▶ Extracted entries
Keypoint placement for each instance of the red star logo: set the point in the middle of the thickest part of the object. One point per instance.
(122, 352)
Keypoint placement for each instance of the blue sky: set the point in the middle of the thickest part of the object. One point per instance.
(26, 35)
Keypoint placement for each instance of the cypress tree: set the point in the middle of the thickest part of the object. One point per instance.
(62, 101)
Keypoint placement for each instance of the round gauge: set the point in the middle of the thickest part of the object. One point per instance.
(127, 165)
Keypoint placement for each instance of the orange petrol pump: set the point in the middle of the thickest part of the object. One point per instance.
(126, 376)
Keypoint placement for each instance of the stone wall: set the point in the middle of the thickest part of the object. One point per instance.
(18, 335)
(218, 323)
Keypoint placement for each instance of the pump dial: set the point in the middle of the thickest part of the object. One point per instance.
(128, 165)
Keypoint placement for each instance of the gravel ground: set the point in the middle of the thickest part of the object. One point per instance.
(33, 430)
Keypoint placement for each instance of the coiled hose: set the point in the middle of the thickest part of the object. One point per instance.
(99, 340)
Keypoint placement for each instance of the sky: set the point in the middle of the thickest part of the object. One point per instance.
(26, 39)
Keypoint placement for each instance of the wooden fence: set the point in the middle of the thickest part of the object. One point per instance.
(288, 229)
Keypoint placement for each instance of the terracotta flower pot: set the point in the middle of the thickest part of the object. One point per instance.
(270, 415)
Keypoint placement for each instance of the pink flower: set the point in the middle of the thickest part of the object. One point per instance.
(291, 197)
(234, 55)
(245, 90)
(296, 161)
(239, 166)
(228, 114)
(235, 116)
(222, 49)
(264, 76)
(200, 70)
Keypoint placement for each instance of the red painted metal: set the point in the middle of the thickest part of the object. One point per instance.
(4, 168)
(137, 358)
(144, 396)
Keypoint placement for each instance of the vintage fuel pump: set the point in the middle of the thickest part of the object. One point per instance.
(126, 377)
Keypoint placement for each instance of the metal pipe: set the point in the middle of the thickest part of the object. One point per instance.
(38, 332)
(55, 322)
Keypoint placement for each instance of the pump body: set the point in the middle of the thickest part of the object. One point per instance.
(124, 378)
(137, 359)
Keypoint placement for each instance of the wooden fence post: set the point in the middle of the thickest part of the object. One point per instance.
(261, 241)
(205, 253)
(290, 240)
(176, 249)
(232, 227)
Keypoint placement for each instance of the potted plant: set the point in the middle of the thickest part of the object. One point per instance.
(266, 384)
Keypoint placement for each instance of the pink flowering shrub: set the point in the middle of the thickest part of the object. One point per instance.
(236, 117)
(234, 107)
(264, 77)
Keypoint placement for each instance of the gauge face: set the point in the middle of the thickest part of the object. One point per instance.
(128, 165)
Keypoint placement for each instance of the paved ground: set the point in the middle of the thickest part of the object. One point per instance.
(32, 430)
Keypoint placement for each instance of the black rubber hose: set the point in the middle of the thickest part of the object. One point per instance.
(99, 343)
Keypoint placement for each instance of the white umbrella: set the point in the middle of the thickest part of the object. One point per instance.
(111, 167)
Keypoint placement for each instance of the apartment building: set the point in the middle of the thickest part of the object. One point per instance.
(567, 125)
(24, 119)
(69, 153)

▶ Assignment
Transcribe the listing above verbatim.

▶ Answer to this exercise
Keypoint placement for each instance of the red star logo: set the point in the middle of the thickest part of the object. One point per instance.
(122, 352)
Keypoint placement for each instance of the blue sky: set the point in the middle of the thickest part of the object. One point per instance.
(26, 35)
Keypoint placement for each instance of the cypress tree: set the point in the middle of the thickest part of the object. One point per instance.
(62, 101)
Keypoint placement for each instance of the round gauge: set the point in the middle of the thickest part of the object. One point per instance.
(127, 165)
Keypoint placement for each instance of the orange petrol pump: set the point in the middle of the thickest part of the object. One point per instance.
(126, 376)
Keypoint placement for each instance of the stone wall: set the point in the middle of the thickest part of the object. One point per instance.
(18, 335)
(218, 323)
Keypoint placement for each instance of the pump dial: set the point in the middle of the thickest part of the object. One point per instance.
(128, 165)
Keypoint placement for each instance of the gravel ground: set the point in the middle of the thickest part of the object. One point per instance.
(33, 430)
Keypoint placement for each instance of the coiled hose: set the point in the middle of the thickest part of the object. One point per instance.
(99, 340)
Keypoint placement for each instance of the sky: set the point in the middle of the thickest part of the object. One point per instance.
(26, 39)
Keypoint placement for each instance of the wooden fence: set the point in the middle of the thickest part of the object. One point per instance.
(288, 229)
Keypoint placement for each instance of the terracotta flower pot: set the point in the middle of the thickest part of the object. One point per instance.
(270, 415)
Keypoint placement for each instance of the pink flower: set the point in the middle of the thickest part of the object. One point per instance.
(291, 197)
(234, 55)
(245, 90)
(296, 161)
(239, 166)
(228, 114)
(235, 116)
(222, 49)
(264, 76)
(200, 70)
Keypoint placement for each instance of the red painted metal: set the point in the middle of the thickest part of the object. One point per instance.
(4, 168)
(137, 358)
(144, 396)
Keypoint placement for each instance of the vintage fuel pump: set the point in the middle of the thickest part of the object. One point per instance.
(126, 377)
Keypoint placement for each instance of the metal pipe: set the point in the middle of the thickest part of the object. One point per instance.
(38, 332)
(55, 322)
Keypoint placement for each instance of the pump body: set the point in the middle of the thickest part of the object. One point per instance.
(124, 378)
(137, 359)
Keypoint placement for each instance of the wooden fence post: set the point in the middle of the thickest part of the object. One point per instance.
(261, 241)
(205, 253)
(290, 240)
(176, 249)
(232, 227)
Keypoint placement for each instance of the potted plant: set the point in the middle of the thickest part of the object. One point per instance.
(266, 384)
Keypoint placement for each instance of the pink flowering shrub: set the point in the middle of the thickest part of the object. One point per instance.
(236, 117)
(234, 107)
(264, 77)
Keypoint placement for each instance of the gauge face: set the point in the middle of the thickest part of the object. One point per instance.
(128, 165)
Keypoint placement for each instance of the paved ground: set the point in the middle of the thickest part of the object. One point per instance.
(32, 430)
Keypoint placement for each instance of the black rubber hose: set the point in the middle of the thickest part of the object. One point per instance.
(99, 343)
Keypoint placement for each instance of the white umbrella: set the point in the middle of the thickest part of the object. One point per instance.
(111, 167)
Keypoint placement for each instance of the apartment building: set the point in the middle of the thickest part of the object. One point per instance.
(567, 125)
(24, 119)
(69, 153)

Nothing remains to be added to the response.